演習課題 ->
1. 掲載本文から、「図6に示すように、初期試用期」で始まり「図7を用いて説明する。」で終わる箇所を一字一句違えずに抜き出してください。
2. 掲載本文によれば、ユーザ1が継続利用を希望しない場合、初期試用期限の経過後にキッチン家電2はどのモードでのみ動作可能となりますか。

図6に示すように、初期試用期限まで所定期間以内となった場合(ステップS502)、ユーザ1はユーザインターフェース10を介して、広範囲RFID読書システムを継続して利用するか否かの意思確認通知を受け取る。ユーザ1が継続利用を希望し、RFID装置6のリースを受けるための処理が実行されると(ステップS504)、第2モードに準拠した広範囲RFIDタグ読取システムの利用が継続される(ステップS505)。一方、ユーザ1が継続利用を希望しない場合、初期試用期限の経過後は、キッチン家電2は無線局免許が不要な第1モードでのみ動作が可能となる(ステップS506)。
【0058】
本実施例によれば、ユーザ1はキッチン家電2の新規購入時点から初期試用期限までの間に広範囲RFIDタグ読書システムを無償で利用できるため、キッチン家電2が実際に設置されたキッチンでの広範囲RFIDタグ読書システムの有用性をユーザ1が検証することが可能となる。
【実施例4】
【0059】
本発明の実施例4に係る食材管理システムについて、
図7を用いて説明する。

提供データ ->

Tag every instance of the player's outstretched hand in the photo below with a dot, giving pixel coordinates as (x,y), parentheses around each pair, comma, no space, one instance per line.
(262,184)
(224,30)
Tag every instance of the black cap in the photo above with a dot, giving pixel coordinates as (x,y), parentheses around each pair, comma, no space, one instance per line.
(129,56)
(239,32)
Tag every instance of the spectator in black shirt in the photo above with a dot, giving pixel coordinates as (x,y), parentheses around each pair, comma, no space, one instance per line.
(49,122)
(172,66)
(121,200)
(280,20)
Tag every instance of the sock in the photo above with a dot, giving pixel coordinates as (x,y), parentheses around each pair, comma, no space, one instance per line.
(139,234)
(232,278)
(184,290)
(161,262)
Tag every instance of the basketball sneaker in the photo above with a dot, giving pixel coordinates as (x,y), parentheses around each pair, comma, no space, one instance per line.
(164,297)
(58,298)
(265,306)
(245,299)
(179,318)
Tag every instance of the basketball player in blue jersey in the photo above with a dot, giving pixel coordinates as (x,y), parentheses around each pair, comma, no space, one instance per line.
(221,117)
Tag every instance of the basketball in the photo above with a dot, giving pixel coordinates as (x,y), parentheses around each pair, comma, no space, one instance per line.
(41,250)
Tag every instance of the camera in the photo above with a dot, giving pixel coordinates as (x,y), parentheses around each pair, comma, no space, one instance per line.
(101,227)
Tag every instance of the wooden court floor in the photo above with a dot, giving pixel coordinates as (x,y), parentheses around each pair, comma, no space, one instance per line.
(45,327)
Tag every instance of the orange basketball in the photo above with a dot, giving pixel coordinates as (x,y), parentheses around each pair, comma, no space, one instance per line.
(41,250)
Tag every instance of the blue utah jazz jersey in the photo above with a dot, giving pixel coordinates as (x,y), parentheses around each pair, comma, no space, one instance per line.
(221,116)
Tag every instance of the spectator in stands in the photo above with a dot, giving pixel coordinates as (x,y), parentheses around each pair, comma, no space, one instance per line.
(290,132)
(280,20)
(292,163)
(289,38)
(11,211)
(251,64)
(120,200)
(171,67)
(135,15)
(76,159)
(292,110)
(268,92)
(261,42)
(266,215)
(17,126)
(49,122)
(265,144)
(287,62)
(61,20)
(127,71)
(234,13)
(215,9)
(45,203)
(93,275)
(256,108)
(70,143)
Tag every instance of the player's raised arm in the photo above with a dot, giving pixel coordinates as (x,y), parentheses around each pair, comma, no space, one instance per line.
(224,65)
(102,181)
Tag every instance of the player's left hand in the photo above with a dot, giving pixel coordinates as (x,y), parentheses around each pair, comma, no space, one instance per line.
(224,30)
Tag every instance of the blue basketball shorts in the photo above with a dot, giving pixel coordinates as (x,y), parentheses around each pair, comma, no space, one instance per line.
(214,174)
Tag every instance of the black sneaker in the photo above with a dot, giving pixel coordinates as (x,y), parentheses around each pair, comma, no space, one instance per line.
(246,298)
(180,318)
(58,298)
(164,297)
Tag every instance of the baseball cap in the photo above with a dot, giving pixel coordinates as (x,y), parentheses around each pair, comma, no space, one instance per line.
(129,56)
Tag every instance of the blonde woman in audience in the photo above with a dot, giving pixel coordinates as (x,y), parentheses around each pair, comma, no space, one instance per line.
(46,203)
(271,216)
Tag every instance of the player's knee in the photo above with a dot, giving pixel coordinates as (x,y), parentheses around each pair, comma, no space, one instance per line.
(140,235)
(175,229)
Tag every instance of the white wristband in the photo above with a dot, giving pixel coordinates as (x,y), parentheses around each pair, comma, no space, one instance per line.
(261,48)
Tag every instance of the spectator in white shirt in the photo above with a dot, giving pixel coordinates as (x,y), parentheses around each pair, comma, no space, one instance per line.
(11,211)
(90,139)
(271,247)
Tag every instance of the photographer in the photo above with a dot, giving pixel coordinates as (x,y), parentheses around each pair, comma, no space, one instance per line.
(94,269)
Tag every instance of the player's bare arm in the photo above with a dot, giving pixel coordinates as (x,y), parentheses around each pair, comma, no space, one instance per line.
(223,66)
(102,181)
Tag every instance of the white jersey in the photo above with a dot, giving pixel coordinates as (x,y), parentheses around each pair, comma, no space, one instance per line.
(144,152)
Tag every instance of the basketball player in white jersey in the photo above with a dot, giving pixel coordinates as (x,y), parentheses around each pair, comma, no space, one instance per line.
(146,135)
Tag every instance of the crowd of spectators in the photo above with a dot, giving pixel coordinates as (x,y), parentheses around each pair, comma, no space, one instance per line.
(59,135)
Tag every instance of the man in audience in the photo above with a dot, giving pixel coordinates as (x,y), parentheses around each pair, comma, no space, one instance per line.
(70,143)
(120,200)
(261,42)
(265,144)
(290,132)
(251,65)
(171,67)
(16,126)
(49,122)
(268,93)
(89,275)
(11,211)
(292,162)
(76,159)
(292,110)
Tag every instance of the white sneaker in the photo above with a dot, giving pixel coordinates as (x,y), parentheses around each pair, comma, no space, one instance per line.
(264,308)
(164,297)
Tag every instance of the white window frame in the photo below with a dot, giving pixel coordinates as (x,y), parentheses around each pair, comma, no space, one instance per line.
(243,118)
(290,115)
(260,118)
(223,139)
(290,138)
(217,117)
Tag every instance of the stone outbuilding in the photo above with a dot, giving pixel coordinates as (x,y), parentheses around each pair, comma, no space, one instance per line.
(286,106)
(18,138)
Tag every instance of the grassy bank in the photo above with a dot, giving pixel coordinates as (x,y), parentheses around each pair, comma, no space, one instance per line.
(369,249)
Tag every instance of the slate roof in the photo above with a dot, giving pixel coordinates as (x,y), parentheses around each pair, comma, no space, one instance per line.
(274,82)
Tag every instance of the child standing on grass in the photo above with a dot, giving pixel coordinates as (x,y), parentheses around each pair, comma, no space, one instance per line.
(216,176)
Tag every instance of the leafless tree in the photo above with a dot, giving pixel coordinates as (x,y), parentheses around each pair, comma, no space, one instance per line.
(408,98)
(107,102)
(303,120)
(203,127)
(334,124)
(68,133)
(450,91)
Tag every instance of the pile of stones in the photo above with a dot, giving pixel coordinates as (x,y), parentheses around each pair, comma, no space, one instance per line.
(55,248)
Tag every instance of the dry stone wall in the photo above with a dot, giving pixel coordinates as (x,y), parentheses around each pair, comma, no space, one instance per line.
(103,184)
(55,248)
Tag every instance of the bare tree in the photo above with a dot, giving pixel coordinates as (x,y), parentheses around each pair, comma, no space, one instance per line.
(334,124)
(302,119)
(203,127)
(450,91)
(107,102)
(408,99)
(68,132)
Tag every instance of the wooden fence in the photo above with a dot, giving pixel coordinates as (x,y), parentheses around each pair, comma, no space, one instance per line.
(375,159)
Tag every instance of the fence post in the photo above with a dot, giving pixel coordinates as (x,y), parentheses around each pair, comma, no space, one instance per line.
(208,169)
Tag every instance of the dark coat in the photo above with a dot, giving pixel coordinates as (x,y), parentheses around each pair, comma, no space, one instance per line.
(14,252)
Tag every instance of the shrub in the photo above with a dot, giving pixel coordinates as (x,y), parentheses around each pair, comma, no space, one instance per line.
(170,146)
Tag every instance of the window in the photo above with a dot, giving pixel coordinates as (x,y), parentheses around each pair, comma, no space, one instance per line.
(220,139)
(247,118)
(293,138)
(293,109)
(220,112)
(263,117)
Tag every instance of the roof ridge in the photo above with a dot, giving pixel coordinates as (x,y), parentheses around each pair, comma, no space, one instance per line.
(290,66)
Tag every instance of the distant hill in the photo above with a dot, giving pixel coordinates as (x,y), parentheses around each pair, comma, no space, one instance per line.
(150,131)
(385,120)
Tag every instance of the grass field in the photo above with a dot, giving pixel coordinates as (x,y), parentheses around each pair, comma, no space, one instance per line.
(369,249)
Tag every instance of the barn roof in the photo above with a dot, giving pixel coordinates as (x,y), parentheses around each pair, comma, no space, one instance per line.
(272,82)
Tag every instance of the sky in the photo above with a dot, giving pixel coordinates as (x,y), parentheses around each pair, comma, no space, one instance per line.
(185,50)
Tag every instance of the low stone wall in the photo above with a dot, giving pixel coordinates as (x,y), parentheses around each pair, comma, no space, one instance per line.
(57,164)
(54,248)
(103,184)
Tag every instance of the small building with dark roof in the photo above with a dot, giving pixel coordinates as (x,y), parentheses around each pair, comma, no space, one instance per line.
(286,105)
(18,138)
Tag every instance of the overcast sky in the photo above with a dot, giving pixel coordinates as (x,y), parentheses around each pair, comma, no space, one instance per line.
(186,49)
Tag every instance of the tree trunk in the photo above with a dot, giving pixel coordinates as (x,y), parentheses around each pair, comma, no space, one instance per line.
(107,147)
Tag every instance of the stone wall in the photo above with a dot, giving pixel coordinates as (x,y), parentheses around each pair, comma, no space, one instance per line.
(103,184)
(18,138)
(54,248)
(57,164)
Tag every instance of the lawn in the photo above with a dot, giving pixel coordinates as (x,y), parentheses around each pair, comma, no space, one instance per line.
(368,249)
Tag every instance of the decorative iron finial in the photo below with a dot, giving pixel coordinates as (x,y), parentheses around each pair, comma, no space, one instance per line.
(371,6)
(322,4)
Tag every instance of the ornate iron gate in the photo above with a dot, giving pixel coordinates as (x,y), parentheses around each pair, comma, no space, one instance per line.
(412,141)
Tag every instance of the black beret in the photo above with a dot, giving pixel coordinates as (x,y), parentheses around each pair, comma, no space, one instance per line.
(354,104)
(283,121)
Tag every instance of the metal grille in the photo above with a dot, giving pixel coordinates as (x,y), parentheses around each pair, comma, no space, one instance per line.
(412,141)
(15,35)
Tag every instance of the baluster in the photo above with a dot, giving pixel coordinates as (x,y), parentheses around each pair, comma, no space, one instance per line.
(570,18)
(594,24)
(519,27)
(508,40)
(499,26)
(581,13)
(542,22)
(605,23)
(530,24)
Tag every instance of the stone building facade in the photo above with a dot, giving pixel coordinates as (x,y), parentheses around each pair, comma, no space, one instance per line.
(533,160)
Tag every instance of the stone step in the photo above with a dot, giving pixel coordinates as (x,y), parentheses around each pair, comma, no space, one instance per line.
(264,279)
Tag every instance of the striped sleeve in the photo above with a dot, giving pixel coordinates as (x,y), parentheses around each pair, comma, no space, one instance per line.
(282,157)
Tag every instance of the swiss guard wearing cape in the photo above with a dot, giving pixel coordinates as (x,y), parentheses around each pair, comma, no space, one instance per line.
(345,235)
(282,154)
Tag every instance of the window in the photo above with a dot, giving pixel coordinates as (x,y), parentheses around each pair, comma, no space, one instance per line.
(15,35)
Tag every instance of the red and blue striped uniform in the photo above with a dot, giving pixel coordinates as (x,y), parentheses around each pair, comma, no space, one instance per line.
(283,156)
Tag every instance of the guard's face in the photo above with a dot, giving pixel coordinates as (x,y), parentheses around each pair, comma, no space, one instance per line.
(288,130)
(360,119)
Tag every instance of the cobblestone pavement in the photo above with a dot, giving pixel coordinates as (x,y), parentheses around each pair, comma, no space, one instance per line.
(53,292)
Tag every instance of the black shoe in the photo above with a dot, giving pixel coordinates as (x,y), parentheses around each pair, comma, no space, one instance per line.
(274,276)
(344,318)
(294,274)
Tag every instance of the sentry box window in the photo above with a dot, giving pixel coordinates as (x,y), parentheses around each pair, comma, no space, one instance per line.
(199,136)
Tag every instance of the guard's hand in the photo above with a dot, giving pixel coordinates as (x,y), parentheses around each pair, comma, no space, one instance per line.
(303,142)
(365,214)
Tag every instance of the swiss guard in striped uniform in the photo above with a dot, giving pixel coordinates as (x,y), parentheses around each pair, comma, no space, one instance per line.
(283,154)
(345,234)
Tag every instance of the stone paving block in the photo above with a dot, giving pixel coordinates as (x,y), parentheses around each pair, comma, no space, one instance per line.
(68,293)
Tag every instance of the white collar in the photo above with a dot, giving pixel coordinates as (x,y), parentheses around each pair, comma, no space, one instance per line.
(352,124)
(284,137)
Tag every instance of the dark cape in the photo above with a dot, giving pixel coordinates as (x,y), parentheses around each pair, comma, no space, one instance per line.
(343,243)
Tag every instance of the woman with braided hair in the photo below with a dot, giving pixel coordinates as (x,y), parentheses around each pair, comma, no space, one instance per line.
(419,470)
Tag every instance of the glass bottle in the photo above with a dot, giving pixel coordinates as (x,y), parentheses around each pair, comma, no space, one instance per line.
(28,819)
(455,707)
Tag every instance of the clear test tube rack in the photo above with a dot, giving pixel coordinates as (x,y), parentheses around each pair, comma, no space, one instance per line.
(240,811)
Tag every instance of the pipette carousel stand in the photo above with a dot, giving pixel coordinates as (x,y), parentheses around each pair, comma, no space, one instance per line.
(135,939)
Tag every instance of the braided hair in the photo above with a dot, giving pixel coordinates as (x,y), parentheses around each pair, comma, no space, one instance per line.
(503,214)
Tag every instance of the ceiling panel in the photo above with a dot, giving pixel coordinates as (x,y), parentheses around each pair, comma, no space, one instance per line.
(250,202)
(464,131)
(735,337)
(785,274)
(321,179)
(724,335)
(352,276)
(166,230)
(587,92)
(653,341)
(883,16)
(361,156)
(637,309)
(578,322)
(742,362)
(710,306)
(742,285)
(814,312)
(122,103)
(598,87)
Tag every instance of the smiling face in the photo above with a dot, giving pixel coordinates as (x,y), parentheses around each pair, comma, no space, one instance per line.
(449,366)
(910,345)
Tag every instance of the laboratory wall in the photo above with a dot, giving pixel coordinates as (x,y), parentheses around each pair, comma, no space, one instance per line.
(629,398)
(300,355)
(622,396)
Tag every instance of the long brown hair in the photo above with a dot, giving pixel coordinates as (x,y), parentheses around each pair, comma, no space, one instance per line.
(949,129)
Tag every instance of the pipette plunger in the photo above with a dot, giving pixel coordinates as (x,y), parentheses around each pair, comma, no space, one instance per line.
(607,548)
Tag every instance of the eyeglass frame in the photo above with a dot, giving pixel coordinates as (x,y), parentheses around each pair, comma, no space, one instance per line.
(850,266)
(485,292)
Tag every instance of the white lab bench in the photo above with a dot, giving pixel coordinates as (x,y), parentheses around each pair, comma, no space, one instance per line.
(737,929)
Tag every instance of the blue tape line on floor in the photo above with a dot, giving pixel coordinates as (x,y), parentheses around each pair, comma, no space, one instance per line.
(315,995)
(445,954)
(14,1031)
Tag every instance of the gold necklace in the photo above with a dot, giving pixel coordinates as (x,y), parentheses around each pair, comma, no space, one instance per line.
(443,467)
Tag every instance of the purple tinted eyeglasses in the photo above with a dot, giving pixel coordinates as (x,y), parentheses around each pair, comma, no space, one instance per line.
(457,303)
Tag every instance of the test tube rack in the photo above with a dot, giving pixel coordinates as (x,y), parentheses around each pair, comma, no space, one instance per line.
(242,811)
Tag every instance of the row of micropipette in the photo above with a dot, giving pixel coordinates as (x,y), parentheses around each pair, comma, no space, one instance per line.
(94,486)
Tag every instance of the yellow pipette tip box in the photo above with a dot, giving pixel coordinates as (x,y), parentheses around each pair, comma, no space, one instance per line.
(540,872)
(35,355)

課題別解答 ->
1.
図6に示すように、初期試用期限まで所定期間以内となった場合(ステップS502)、ユーザ1はユーザインターフェース10を介して、広範囲RFID読書システムを継続して利用するか否かの意思確認通知を受け取る。ユーザ1が継続利用を希望し、RFID装置6のリースを受けるための処理が実行されると(ステップS504)、第2モードに準拠した広範囲RFIDタグ読取システムの利用が継続される(ステップS505)。一方、ユーザ1が継続利用を希望しない場合、初期試用期限の経過後は、キッチン家電2は無線局免許が不要な第1モードでのみ動作が可能となる(ステップS506)。
【0058】
本実施例によれば、ユーザ1はキッチン家電2の新規購入時点から初期試用期限までの間に広範囲RFIDタグ読書システムを無償で利用できるため、キッチン家電2が実際に設置されたキッチンでの広範囲RFIDタグ読書システムの有用性をユーザ1が検証することが可能となる。
【実施例4】
【0059】
本発明の実施例4に係る食材管理システムについて、
図7を用いて説明する。

2. 無線局免許が不要な第1モードでのみ動作可能となります。